→ EXERCISE DIRECTIONS: Quote all of the data below exactly, please.

→ RECORDS FOR THIS EXERCISE:
begin
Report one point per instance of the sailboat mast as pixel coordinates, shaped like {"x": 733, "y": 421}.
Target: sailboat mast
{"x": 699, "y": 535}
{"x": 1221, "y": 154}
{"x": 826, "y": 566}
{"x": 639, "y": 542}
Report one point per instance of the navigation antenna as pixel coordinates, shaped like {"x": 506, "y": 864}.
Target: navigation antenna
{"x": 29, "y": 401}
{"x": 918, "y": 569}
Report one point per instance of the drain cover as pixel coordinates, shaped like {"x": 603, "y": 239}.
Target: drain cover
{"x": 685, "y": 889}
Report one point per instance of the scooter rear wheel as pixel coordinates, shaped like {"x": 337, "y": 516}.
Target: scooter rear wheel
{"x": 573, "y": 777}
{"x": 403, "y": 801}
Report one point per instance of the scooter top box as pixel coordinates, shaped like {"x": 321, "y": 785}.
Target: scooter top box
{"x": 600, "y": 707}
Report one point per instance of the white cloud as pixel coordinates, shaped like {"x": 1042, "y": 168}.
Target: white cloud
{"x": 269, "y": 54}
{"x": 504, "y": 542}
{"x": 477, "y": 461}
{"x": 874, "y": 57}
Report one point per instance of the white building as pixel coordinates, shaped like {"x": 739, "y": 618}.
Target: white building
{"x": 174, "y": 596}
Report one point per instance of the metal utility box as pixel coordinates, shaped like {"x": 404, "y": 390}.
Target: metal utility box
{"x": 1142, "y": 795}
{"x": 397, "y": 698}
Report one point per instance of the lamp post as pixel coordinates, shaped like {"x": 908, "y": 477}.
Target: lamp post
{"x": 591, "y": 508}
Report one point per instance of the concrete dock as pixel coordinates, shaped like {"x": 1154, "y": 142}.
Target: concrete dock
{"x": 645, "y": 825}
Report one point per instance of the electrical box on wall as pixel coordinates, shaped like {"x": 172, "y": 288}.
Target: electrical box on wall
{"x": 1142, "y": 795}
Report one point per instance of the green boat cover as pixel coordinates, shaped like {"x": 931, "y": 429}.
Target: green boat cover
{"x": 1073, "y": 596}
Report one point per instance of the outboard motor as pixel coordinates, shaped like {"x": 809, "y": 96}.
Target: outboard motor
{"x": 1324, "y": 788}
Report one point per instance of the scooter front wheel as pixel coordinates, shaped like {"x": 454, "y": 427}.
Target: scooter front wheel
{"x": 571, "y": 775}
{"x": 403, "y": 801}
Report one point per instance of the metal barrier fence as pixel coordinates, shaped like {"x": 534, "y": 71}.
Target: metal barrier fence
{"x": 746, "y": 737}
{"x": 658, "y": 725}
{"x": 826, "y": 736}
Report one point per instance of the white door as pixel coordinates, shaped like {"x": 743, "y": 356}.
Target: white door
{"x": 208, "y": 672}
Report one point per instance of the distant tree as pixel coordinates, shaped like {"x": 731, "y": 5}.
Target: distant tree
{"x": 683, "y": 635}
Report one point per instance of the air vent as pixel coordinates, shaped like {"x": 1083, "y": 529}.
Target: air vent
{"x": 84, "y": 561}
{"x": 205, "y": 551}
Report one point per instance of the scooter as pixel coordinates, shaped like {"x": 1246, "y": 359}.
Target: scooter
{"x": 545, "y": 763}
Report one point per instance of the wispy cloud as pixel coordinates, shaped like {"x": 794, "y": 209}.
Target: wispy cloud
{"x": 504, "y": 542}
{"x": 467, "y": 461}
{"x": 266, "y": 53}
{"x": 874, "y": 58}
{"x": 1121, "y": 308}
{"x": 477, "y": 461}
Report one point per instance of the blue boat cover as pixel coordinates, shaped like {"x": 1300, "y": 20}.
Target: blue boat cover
end
→ REPLY TO THE TASK:
Report one point per instance of the sailboat mast as pixel coordinates, shaped like {"x": 733, "y": 421}.
Target: sailboat mast
{"x": 699, "y": 535}
{"x": 1221, "y": 154}
{"x": 826, "y": 566}
{"x": 639, "y": 542}
Report one point per instance of the navigation antenna as pixel coordinates, shaped like {"x": 506, "y": 864}.
Target: navigation antenna
{"x": 29, "y": 401}
{"x": 918, "y": 569}
Report one point per instance of the drain cover as pixel coordinates, shaped like {"x": 603, "y": 239}.
Target: drain cover
{"x": 685, "y": 889}
Report one point per instance of the scooter rear wheel as pixel coordinates, shaped like {"x": 337, "y": 516}.
Target: scooter rear wheel
{"x": 573, "y": 777}
{"x": 403, "y": 801}
Report one point per instance of the scooter top box as pixel coordinates, shaped like {"x": 321, "y": 785}.
Target: scooter top box
{"x": 600, "y": 707}
Report one point per instance of the white cloud as pixel coordinates, shaped like {"x": 1042, "y": 168}.
Target: white cloud
{"x": 269, "y": 54}
{"x": 504, "y": 542}
{"x": 477, "y": 461}
{"x": 874, "y": 57}
Report one point per instance of the white building as pixel coordinates, shaped like {"x": 739, "y": 618}.
Target: white building
{"x": 174, "y": 596}
Report one point per instance of the metal utility box as pixel coordinates, shaped like {"x": 404, "y": 390}.
Target: metal utility box
{"x": 1142, "y": 795}
{"x": 397, "y": 698}
Report one point per instance of the lamp post as pixel coordinates, shaped like {"x": 908, "y": 477}.
Target: lamp post
{"x": 591, "y": 508}
Report one point per instance of the concrete dock as pixel coordinates, shaped like {"x": 1154, "y": 142}.
Target: concrete dock
{"x": 645, "y": 825}
Report one point per instance of the electrical box on wall as pixel coordinates, shaped like {"x": 172, "y": 288}.
Target: electrical box on wall
{"x": 1142, "y": 795}
Report one point per instance of the green boat cover as pixel coordinates, shaped like {"x": 931, "y": 429}.
Target: green boat cover
{"x": 1073, "y": 596}
Report one point per instance of the outboard motor as pixel coordinates, shaped like {"x": 809, "y": 96}.
Target: outboard motor
{"x": 1324, "y": 788}
Report one point per instance of the scooter front wheel as pixel coordinates, shaped like {"x": 454, "y": 427}.
Target: scooter front wheel
{"x": 571, "y": 775}
{"x": 403, "y": 801}
Report one point per instance of the metal barrier fence as pixel coordinates, shaped like {"x": 534, "y": 71}.
Target: metal barrier fence
{"x": 746, "y": 737}
{"x": 658, "y": 725}
{"x": 826, "y": 736}
Report one point per instance of the white door as pixel coordinates, shaped like {"x": 743, "y": 356}.
Target: white door
{"x": 208, "y": 672}
Report one point per instance of the distant tree as pixel coordinates, shaped like {"x": 731, "y": 5}.
Target: distant tree
{"x": 683, "y": 635}
Report one point per instance of the air vent as pixel coordinates, shaped like {"x": 1083, "y": 529}.
Target: air vent
{"x": 84, "y": 561}
{"x": 205, "y": 551}
Report one point per instance of the scooter as pixel coordinates, shaped like {"x": 1246, "y": 359}.
Target: scooter
{"x": 545, "y": 763}
Report one point per instance of the wispy cloud as pixel coordinates, shaped like {"x": 794, "y": 209}.
Target: wispy cloud
{"x": 504, "y": 542}
{"x": 467, "y": 461}
{"x": 266, "y": 53}
{"x": 874, "y": 58}
{"x": 1121, "y": 308}
{"x": 477, "y": 461}
Report one point per instance of the blue boat cover as pixel coordinates, shaped like {"x": 1300, "y": 20}.
Target: blue boat cover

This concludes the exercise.